═════ GIVEN RECORDS

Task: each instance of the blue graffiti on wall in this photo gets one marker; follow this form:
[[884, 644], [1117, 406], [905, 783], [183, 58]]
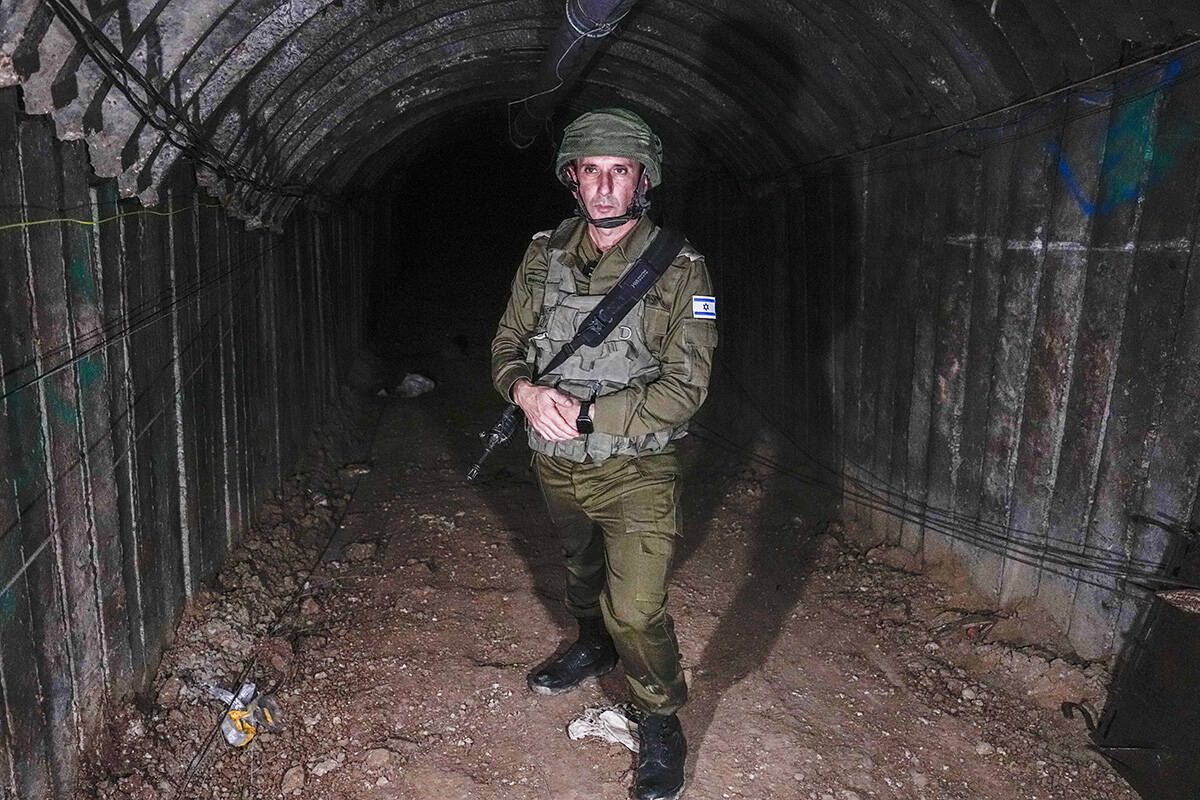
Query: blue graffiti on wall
[[1132, 162]]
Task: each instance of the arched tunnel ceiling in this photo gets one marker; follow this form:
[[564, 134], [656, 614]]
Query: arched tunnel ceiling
[[323, 94]]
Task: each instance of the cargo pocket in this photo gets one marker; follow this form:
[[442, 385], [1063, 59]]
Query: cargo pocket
[[655, 324], [651, 593], [700, 338]]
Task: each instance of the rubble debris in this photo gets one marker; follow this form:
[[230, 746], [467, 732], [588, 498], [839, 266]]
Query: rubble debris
[[609, 722], [414, 384]]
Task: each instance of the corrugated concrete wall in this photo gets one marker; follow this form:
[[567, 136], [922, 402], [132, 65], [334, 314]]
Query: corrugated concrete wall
[[993, 335], [160, 370]]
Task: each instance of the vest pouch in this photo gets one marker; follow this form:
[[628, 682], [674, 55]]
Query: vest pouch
[[624, 359]]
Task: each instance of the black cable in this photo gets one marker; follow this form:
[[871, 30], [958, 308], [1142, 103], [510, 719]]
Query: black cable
[[192, 142], [1019, 554], [131, 324], [1000, 540], [277, 623], [88, 449], [877, 491]]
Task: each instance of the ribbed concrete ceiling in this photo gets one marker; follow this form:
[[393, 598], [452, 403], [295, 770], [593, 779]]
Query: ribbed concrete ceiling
[[327, 94]]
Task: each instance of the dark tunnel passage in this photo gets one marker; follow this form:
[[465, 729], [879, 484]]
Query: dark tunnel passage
[[953, 244]]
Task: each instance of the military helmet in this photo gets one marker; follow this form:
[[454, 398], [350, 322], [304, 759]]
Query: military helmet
[[611, 132]]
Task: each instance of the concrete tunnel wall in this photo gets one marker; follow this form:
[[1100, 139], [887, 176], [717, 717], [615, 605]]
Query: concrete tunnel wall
[[993, 337], [161, 370], [987, 336]]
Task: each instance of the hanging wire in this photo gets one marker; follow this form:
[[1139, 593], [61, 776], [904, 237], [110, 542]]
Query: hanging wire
[[579, 23], [127, 324], [971, 126], [94, 223], [191, 142], [87, 450]]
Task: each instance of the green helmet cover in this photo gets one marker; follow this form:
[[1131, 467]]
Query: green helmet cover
[[611, 132]]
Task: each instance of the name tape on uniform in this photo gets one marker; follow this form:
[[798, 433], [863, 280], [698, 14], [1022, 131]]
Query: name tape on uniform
[[703, 307]]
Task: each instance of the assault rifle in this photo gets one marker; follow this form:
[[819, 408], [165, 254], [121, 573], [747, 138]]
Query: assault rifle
[[604, 318]]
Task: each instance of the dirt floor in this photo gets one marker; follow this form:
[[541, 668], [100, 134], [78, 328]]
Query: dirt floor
[[816, 671]]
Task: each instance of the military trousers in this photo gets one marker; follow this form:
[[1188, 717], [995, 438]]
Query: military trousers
[[618, 521]]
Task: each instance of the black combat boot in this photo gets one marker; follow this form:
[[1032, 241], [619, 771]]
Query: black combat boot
[[660, 758], [592, 655]]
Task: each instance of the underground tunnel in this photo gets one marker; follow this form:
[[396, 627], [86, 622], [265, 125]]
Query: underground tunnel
[[939, 524]]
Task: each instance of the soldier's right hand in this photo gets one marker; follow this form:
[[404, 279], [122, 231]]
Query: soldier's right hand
[[550, 411]]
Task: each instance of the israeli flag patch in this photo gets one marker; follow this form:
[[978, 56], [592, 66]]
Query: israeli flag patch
[[703, 307]]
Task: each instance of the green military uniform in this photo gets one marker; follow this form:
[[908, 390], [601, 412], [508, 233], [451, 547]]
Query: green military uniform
[[613, 494]]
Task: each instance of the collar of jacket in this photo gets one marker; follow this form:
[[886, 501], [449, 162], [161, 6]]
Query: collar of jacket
[[573, 233]]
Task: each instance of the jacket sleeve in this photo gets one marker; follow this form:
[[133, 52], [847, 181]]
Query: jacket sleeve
[[511, 340], [687, 358]]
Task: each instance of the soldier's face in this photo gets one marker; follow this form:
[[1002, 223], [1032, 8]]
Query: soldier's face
[[606, 184]]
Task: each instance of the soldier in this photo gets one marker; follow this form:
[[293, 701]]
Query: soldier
[[603, 426]]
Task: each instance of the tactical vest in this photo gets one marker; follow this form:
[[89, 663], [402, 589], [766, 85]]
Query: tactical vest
[[622, 360]]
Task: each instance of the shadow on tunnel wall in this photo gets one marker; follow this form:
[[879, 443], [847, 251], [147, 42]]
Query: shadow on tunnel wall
[[1150, 728], [783, 257]]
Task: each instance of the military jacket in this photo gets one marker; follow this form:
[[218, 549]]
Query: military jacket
[[664, 386]]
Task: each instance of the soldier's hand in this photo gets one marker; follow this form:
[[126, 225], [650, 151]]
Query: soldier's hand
[[550, 411]]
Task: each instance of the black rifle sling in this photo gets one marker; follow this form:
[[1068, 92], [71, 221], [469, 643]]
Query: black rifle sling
[[622, 298]]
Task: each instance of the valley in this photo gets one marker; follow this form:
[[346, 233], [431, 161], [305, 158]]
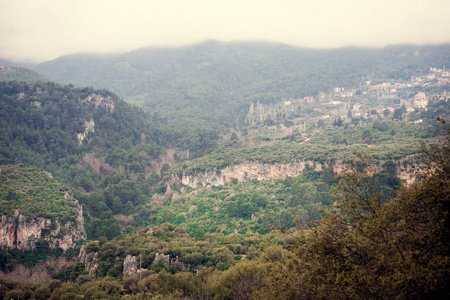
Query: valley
[[225, 170]]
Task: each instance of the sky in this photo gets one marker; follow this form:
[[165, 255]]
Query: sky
[[42, 30]]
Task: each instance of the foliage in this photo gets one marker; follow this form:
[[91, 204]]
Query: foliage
[[34, 194]]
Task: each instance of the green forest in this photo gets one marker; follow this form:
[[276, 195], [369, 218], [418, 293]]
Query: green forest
[[232, 171]]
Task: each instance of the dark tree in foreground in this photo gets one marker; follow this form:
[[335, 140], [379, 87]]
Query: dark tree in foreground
[[369, 249]]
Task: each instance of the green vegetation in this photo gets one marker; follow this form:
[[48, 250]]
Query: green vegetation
[[34, 194], [209, 84], [367, 245], [342, 227], [21, 74]]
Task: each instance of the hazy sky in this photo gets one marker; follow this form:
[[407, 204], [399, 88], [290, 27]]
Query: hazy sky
[[45, 29]]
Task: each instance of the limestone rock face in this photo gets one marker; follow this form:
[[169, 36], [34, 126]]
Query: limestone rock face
[[22, 233], [246, 172], [129, 265], [267, 172]]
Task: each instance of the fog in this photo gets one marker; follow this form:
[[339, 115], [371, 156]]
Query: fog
[[46, 29]]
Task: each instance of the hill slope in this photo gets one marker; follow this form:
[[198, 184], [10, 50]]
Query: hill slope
[[206, 85]]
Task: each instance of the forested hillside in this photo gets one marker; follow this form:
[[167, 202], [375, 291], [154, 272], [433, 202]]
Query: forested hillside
[[246, 171], [207, 85]]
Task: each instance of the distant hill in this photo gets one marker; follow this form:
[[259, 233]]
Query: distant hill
[[20, 74], [208, 84]]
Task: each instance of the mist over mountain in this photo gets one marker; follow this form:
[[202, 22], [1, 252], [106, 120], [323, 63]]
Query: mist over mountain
[[214, 81]]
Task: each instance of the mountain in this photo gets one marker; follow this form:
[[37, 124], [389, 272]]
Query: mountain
[[207, 85], [21, 74], [38, 211]]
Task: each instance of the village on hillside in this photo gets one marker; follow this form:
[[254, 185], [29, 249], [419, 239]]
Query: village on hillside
[[395, 99]]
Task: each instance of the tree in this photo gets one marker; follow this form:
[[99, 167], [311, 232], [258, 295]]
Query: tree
[[372, 249]]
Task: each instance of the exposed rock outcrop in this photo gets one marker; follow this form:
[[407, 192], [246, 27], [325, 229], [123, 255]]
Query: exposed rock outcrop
[[269, 172], [23, 233], [100, 101], [246, 172]]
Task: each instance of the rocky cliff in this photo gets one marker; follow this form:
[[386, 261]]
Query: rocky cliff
[[247, 172], [22, 233], [268, 172]]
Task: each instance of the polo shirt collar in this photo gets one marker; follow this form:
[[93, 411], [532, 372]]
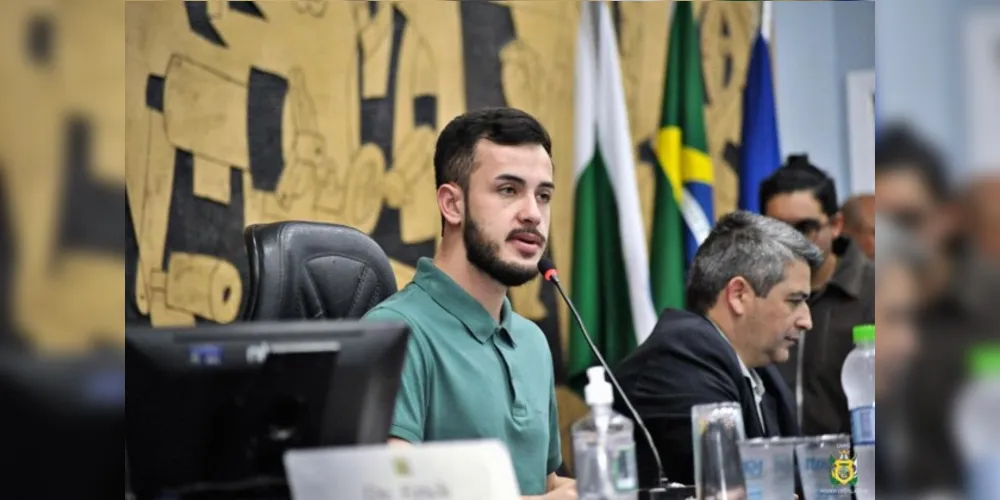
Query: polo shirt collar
[[466, 309]]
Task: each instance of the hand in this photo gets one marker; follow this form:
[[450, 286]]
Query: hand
[[565, 491]]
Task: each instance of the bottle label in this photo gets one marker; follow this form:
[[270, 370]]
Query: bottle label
[[863, 425], [624, 475]]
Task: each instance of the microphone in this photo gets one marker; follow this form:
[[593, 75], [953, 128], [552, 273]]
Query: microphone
[[548, 270]]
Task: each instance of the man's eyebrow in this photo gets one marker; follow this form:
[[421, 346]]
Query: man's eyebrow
[[510, 178], [517, 180]]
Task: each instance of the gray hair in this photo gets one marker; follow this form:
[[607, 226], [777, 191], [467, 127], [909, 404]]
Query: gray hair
[[744, 244], [894, 245]]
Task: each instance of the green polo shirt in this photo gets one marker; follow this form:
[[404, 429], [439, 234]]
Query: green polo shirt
[[468, 377]]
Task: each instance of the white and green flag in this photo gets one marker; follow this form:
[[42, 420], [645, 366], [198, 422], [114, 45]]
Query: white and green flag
[[610, 279]]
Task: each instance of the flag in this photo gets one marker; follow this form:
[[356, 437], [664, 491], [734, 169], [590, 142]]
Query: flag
[[682, 214], [610, 271], [760, 155]]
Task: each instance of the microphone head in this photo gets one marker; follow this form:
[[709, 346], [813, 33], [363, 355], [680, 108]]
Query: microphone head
[[548, 269]]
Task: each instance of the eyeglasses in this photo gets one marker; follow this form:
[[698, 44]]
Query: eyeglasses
[[908, 220], [809, 227]]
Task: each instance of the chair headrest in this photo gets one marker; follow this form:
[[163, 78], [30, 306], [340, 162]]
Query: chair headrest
[[310, 270]]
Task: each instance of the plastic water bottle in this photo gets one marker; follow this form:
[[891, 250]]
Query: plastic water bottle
[[858, 379], [976, 429], [604, 446]]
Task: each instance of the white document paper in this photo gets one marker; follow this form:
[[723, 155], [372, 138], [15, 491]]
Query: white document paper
[[861, 125], [982, 92], [440, 471]]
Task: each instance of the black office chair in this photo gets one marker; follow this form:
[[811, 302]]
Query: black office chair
[[310, 270]]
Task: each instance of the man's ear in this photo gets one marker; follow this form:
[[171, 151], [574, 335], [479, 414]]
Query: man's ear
[[451, 202], [837, 224], [739, 293]]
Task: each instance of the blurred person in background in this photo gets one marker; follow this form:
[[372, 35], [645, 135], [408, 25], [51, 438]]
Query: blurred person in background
[[746, 307], [859, 222], [900, 260], [912, 189], [842, 293], [980, 217], [959, 285]]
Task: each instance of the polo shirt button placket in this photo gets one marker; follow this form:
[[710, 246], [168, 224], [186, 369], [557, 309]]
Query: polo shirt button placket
[[519, 410]]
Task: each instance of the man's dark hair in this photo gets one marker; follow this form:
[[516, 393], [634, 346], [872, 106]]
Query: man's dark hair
[[797, 174], [758, 248], [454, 154], [899, 149]]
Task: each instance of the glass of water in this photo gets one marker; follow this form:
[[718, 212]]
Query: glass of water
[[729, 414], [769, 467]]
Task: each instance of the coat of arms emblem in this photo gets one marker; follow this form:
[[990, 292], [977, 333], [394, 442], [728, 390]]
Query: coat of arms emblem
[[843, 469]]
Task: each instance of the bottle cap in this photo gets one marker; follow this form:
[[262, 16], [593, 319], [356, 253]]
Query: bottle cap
[[984, 361], [864, 334], [598, 390]]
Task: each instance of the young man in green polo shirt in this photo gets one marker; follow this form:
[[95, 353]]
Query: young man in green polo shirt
[[475, 368]]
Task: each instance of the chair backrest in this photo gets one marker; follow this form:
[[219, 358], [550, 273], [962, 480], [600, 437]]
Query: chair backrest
[[310, 270]]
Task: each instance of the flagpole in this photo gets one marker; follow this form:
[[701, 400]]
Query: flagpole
[[765, 20]]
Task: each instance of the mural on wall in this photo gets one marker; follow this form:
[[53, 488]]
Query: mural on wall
[[61, 176], [250, 112]]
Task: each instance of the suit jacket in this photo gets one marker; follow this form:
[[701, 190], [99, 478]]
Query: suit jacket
[[687, 362]]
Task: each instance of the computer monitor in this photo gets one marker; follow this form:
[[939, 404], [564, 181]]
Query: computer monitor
[[212, 409], [63, 419]]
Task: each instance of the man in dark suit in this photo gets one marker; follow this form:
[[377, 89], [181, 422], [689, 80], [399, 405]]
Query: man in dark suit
[[746, 299]]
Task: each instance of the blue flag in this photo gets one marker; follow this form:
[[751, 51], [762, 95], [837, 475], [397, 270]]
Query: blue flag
[[761, 154]]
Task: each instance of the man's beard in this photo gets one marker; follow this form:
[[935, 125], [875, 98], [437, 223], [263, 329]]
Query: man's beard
[[485, 256]]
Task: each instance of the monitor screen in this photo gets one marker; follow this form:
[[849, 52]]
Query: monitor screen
[[63, 417], [216, 407]]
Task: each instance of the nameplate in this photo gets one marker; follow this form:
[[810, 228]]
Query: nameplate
[[457, 470]]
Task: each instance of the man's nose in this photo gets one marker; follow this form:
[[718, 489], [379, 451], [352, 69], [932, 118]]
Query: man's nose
[[804, 322], [531, 212]]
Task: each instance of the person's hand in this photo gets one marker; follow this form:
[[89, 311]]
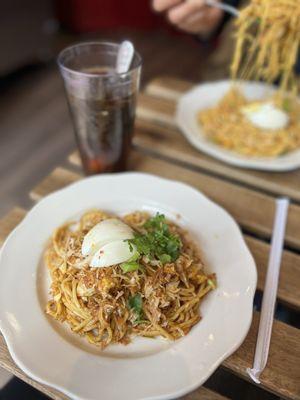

══════════

**WRITTEN TASK**
Convert the lines of the items above, from the line containing "Task: each instance of the hazy" through the line containing "[[22, 233], [246, 172], [129, 265], [267, 172]]" inclusive, into a JSON array of strings with one string per line and blank lines omitted.

**CORRECT ANSWER**
[
  "Task: each instance of the hazy sky in this photo gets one marker; follow this form:",
  "[[407, 204], [399, 88], [290, 27]]",
  "Query: hazy sky",
  "[[45, 29]]",
  "Task: each instance of the limestone rock face in this photo gets one marker; follow this form:",
  "[[169, 36], [34, 126]]",
  "Query: limestone rock face",
  "[[22, 233], [246, 172], [129, 265], [267, 172]]"
]